- _INSTRUCTIONS_:
1) Copy the rows verbatim, beginning at the line that contains "Each instance of the traffic" and stopping after the last line of the rows.
2) Write the next part of the passage on the Oklahoma Socialist Party, picking up after its final sentence.

- _TEXT PASSAGE_:
* Begin *

The Oklahoma effort was aided by Julius Wayland and his widely circulated weekly, The Appeal to Reason, which published a special Oklahoma edition in 1908.[29] The party's effort were rewarded, with Socialist candidates in the poorest cotton-growing areas of the state garnering the party's highest level of voter support.[30] In certain counties the Socialist Presidential ticket of Eugene V. Debs and Ben Hanford drew a quarter of the votes cast.[31] Statewide, the Debs-Hanford ticket won 21,425 votes — just short of 8.5% of the total ballots cast.[32] The final departure of the People's Party from the political scene after the 1908 election further broadened Socialist horizons.

At the time of the 1908 campaign an astonishing 375 locals of the Socialist Party were scattered across the state of Oklahoma, working in support of candidates in 5 Congressional Districts, 12 State Senatorial Districts, and 35 Assembly Districts.[33] The SPO maintained a corps of 15 traveling organizers in the field, with no fewer than 4 of these on tour at any one time.[33] A movement was begun for the establishment of a Socialist daily newspaper in Oklahoma City.[33]

The Socialists further advanced their demand for "constant enlargement of the public domain" on behalf of tenant farmers during the next election cycle.[34] Oklahoma Socialists attempted to push the wage-labor-oriented Socialist Party to pass an agricultural program at its 1910 "National Congress," aided by Midwesterners Algie M. Simons and Kate Richards O'Hare.[35] The agriculturally oriented Oklahoma party's call for the expansion of state ownership of farmland for the benefit of landless tenants, funded by stringent taxes upon land speculators, went unheeded.[34]

The party was notable for its support for equal rights for African-Americans: it led opposition to the state's 1910 ballot initiative on a grandfather clause to prevent blacks from voting, with Ameringer writing the ballot argument against it. The party's 1912 platform stated that "safety and advancement of the working class depends upon its solidarity and class consciousness. Those who would engender or foster race hatred or animosity between the white and black sections of the working class are the enemies of both". This stance earned the party support from key black leaders in the state.[36]

In 1911, Oscar Ameringer made a major push into politics running for mayor of Oklahoma City. He gathered twenty-three percent of the vote.[37] In 1912, the Oklahoma Socialist Party voted to abolish the Oklahoma Pioneer as its official newspaper and a year later recalled Ameringer from his seat on the National Executive Committee.[38] In 1931, Ameringer returned to Oklahoma and founded the American Guardian, which remained in circulation until 1942.

* End *

- _DATA RECORDS_:
* Begin *

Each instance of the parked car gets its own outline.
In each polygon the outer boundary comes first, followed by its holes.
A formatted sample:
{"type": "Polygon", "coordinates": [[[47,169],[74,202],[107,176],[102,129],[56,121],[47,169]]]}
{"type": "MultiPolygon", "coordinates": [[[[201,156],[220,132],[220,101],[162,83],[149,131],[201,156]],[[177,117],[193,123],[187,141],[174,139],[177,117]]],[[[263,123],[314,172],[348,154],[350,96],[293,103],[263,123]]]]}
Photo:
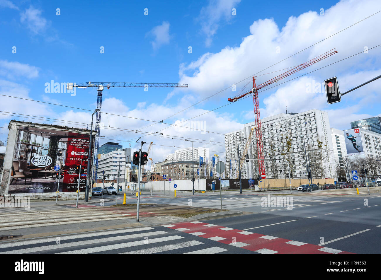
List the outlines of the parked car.
{"type": "Polygon", "coordinates": [[[329,190],[335,189],[335,186],[333,184],[325,184],[323,186],[323,189],[329,190]]]}
{"type": "Polygon", "coordinates": [[[116,194],[117,189],[114,187],[105,187],[103,188],[103,193],[106,194],[116,194]]]}
{"type": "Polygon", "coordinates": [[[102,188],[100,187],[96,187],[93,188],[91,193],[93,194],[93,195],[101,195],[102,188]]]}
{"type": "Polygon", "coordinates": [[[306,186],[308,186],[308,185],[301,185],[300,186],[298,187],[298,191],[299,192],[299,190],[301,190],[302,189],[303,189],[303,187],[306,186]]]}
{"type": "Polygon", "coordinates": [[[311,187],[308,185],[304,185],[304,186],[302,188],[302,192],[308,192],[309,190],[309,188],[312,188],[312,190],[317,190],[319,188],[317,187],[317,185],[313,184],[311,185],[311,187]]]}

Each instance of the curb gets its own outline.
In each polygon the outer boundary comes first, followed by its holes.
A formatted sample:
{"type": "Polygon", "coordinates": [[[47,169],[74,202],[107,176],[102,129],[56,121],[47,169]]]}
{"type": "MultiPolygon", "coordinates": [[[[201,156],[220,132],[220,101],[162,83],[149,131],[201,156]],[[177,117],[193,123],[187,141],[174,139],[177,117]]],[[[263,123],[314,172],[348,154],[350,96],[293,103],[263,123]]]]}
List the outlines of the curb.
{"type": "Polygon", "coordinates": [[[218,218],[225,218],[226,217],[231,217],[242,215],[243,213],[243,212],[242,211],[240,211],[239,210],[230,210],[229,211],[215,212],[212,213],[207,213],[207,214],[200,214],[191,217],[189,219],[190,221],[209,219],[217,219],[218,218]]]}

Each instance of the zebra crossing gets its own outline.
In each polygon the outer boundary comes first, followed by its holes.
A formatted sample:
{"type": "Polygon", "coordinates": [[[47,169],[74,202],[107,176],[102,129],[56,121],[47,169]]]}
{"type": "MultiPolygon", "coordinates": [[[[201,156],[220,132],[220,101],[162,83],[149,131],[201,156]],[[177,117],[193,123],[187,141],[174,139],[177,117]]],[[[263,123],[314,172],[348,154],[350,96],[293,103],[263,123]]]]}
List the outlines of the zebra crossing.
{"type": "Polygon", "coordinates": [[[0,242],[0,254],[215,254],[236,249],[216,243],[164,227],[145,227],[0,242]]]}

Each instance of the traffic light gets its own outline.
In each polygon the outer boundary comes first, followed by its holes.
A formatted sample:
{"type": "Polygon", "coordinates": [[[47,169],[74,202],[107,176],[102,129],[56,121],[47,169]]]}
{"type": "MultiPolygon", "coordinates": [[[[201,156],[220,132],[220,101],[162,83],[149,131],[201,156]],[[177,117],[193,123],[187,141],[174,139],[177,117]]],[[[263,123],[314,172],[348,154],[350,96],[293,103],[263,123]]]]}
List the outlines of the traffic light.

* End *

- _ANSWERS FOR THIS EXERCISE_:
1)
Each instance of the traffic light gets its own outline.
In each polygon the outer boundary comes first, followed by its holes.
A formatted sample:
{"type": "Polygon", "coordinates": [[[47,169],[74,202],[107,176],[102,129],[56,121],[47,169]]]}
{"type": "MultiPolygon", "coordinates": [[[[201,156],[220,132],[220,101],[162,83],[149,131],[201,156]],[[177,117],[193,123],[187,141],[174,139],[177,117]]],[[[263,123],[314,172],[348,154],[350,96],[293,103],[263,123]]]]}
List the outlines of the traffic light.

2)
The rise of the party in Oklahoma was accompanied by a degree of factional tension, with its rank and file being dominated by the left-wing "Reds" who supported a decentralized form of organization, and its most prominent leaders including social democratic "Yellows" such as Ameringer and Otto Branstetter who wanted to implement more centralized structures along the lines of those established by Victor Berger in Milwaukee. Ameringer and Branstetter were removed from their roles in the state party in 1913 as a result of factional infighting.[39]

The six socialists elected to the Oklahoma Legislature in 1914.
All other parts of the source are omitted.